Stored data entries
========

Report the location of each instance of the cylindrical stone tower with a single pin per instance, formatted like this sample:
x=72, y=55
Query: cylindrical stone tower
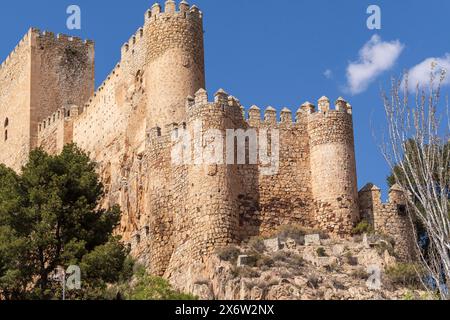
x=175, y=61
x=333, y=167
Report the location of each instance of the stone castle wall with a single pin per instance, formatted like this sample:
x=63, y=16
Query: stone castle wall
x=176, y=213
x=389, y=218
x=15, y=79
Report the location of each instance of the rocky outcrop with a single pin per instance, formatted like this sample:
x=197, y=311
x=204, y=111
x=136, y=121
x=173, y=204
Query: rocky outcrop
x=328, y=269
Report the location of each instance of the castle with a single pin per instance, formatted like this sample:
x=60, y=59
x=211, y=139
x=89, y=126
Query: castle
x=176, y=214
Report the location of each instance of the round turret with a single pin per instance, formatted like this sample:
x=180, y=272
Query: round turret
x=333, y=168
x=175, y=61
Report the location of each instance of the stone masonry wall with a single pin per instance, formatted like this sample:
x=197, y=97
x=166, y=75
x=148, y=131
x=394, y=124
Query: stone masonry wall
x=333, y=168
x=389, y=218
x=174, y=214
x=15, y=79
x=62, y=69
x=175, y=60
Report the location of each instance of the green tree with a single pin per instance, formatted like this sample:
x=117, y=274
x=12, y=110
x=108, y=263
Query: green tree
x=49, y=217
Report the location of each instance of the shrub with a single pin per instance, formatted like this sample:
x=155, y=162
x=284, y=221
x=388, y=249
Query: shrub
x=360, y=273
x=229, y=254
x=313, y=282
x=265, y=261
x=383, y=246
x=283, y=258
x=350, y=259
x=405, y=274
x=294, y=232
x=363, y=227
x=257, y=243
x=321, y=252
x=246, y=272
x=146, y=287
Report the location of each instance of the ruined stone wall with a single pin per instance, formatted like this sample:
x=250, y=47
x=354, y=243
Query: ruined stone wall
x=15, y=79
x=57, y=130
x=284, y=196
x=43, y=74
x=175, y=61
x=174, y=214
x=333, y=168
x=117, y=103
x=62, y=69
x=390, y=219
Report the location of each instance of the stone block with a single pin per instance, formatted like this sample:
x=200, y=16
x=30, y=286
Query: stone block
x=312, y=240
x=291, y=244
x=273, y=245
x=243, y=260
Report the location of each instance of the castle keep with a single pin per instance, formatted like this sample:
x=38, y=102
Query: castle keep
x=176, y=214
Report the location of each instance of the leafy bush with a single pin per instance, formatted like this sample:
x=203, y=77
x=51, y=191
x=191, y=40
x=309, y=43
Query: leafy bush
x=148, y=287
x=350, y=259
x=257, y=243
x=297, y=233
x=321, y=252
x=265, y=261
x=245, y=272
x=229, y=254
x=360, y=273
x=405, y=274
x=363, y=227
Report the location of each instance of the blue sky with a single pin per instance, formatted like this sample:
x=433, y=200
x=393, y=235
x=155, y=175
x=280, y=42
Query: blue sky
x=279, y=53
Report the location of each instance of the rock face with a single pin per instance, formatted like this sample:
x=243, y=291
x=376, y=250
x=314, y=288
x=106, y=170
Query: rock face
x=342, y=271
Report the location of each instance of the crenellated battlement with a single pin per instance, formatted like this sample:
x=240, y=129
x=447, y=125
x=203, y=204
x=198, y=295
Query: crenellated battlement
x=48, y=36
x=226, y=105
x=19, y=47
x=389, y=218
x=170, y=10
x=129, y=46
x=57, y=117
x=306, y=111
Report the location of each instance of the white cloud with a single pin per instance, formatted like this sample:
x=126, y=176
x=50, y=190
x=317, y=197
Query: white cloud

========

• **TASK DETAILS**: A verbatim copy of the entries, stripped of pictures, should be produced.

• **SOLUTION TO THE EXERCISE**:
Report the location of each instance of the cylindrical stone tower with a single pin per instance, formatted like this sample:
x=72, y=55
Query: cylindrical stone tower
x=175, y=61
x=333, y=167
Report the location of each instance of the stone castle wall with a single pin per instance, formatted like this sample:
x=63, y=16
Query: stone castle wall
x=176, y=213
x=389, y=218
x=15, y=79
Report the location of each instance of the rocky outcrop with a single pin per instance, formatted like this sample:
x=197, y=311
x=204, y=111
x=136, y=121
x=173, y=204
Query: rocky outcrop
x=328, y=269
Report the location of each instance of the castle with a single pin per instance, formatted like this sample:
x=60, y=59
x=211, y=139
x=89, y=126
Query: castle
x=176, y=214
Report the location of each instance of the round turret with a single pin per instance, formatted like this sample:
x=180, y=272
Query: round turret
x=333, y=168
x=175, y=61
Report the location of each instance of the stone masonry wall with a single pin per instance, formatted like this sample:
x=197, y=97
x=166, y=75
x=148, y=131
x=394, y=124
Query: stone masonry wall
x=333, y=168
x=389, y=218
x=174, y=214
x=15, y=79
x=62, y=69
x=175, y=60
Report the location of each instance of the green tree with a single pin per instance, formatted like this sample:
x=117, y=274
x=12, y=110
x=108, y=263
Query: green tree
x=49, y=217
Report the location of each instance of the shrub with a single pin per instance, formatted like this sample:
x=155, y=162
x=284, y=221
x=388, y=249
Query: shrub
x=360, y=273
x=229, y=254
x=313, y=282
x=265, y=261
x=383, y=246
x=283, y=258
x=350, y=259
x=405, y=274
x=294, y=232
x=363, y=227
x=257, y=243
x=321, y=252
x=246, y=272
x=146, y=287
Report the location of each instance of the ruined stone wall with a single pin per instance, formatted like this sample:
x=250, y=47
x=354, y=243
Query: ruined stone wall
x=15, y=79
x=57, y=130
x=284, y=196
x=43, y=74
x=175, y=61
x=174, y=214
x=333, y=168
x=117, y=103
x=62, y=69
x=390, y=219
Report the location of each instance of the stone block with a single pin per instance, formatted like this sample:
x=200, y=16
x=30, y=286
Query: stone block
x=312, y=240
x=291, y=244
x=273, y=245
x=243, y=260
Report the location of each instance of the castle keep with a single pin per instance, formatted like this sample:
x=38, y=102
Query: castle keep
x=176, y=214
Report the location of each instance of the leafy bush with a single pin per instance, formatted like this sample:
x=203, y=77
x=51, y=191
x=191, y=40
x=309, y=43
Query: leafy bush
x=148, y=287
x=350, y=259
x=257, y=243
x=297, y=233
x=321, y=252
x=265, y=261
x=245, y=272
x=229, y=254
x=360, y=273
x=405, y=274
x=363, y=227
Report the location of each instance of the blue sky with a single pin per instance, formatted like this sample:
x=433, y=200
x=393, y=235
x=155, y=175
x=280, y=42
Query: blue sky
x=279, y=53
Report the location of each instance of the rock face with a single pin per instance, formatted like this sample:
x=243, y=291
x=376, y=250
x=314, y=288
x=106, y=170
Query: rock face
x=342, y=271
Report the location of each instance of the crenellated battlement with a single pin per instance, formatted like this sample:
x=240, y=129
x=447, y=125
x=203, y=204
x=198, y=295
Query: crenellated battlement
x=48, y=36
x=226, y=105
x=19, y=47
x=389, y=218
x=170, y=10
x=129, y=46
x=57, y=117
x=306, y=111
Report the location of each instance of the white cloud with a single pin per instance, formatted like this sample:
x=126, y=176
x=50, y=190
x=317, y=197
Query: white cloud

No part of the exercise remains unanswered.